GIVEN EXERCISE: Multiply every coordinate pair that follows "A:" in the listing below by 2.25, rounding each value to the nearest whole number with halves rounded up. Reproduce all other lines of the listing unchanged, and omit the pictures.

MATERIAL PROVIDED:
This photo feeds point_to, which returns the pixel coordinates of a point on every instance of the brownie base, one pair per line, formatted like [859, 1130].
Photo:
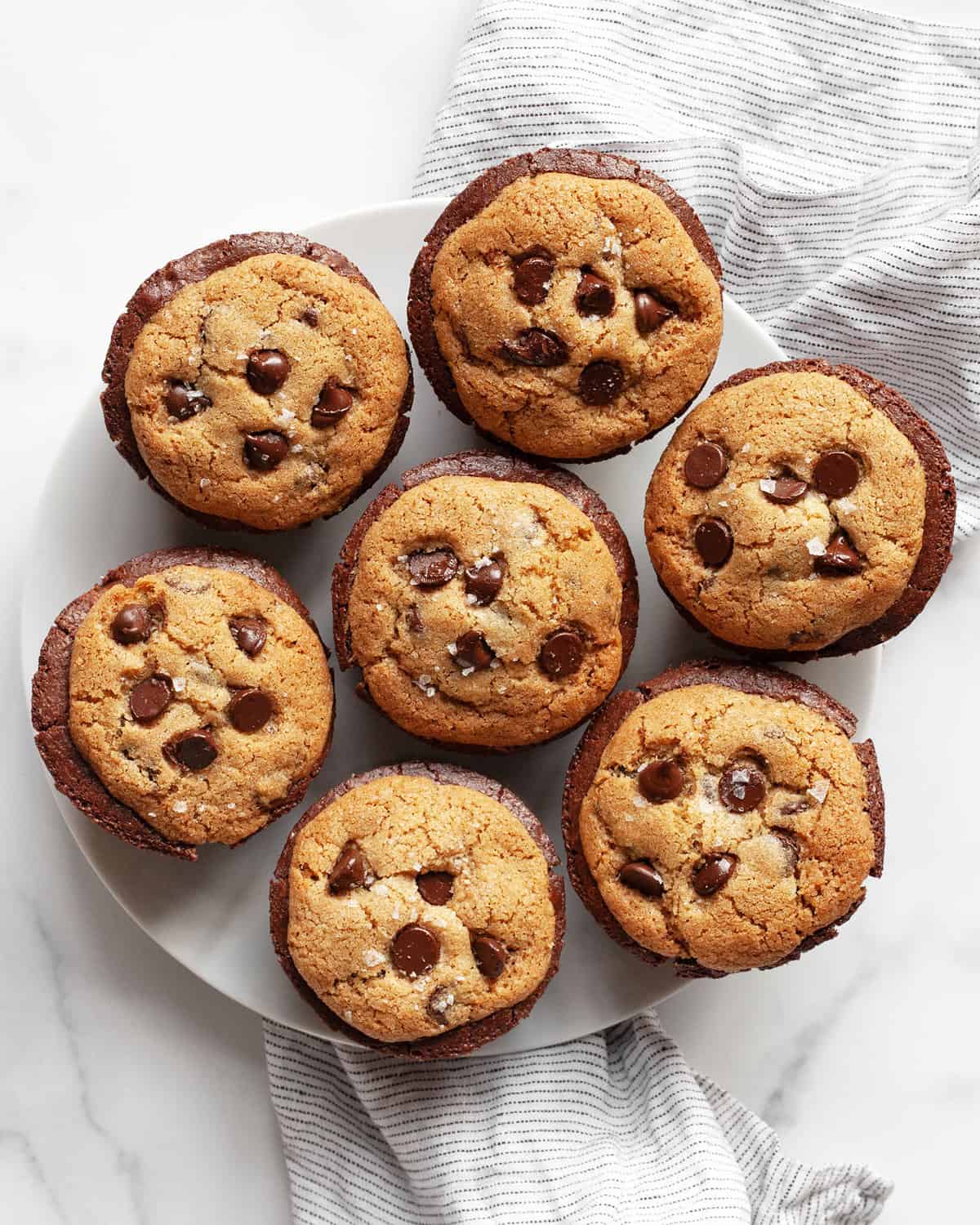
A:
[771, 683]
[470, 201]
[164, 284]
[465, 1039]
[938, 529]
[497, 467]
[49, 697]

COMPLETED EXERCISE:
This photo feeds point_to, which returns the pixel coordinates of a point on every instance of the brownie base, one pair per line, formatted like [859, 1130].
Photo:
A:
[1735, 1537]
[1058, 452]
[369, 639]
[1046, 2338]
[2111, 1190]
[1118, 1051]
[110, 1568]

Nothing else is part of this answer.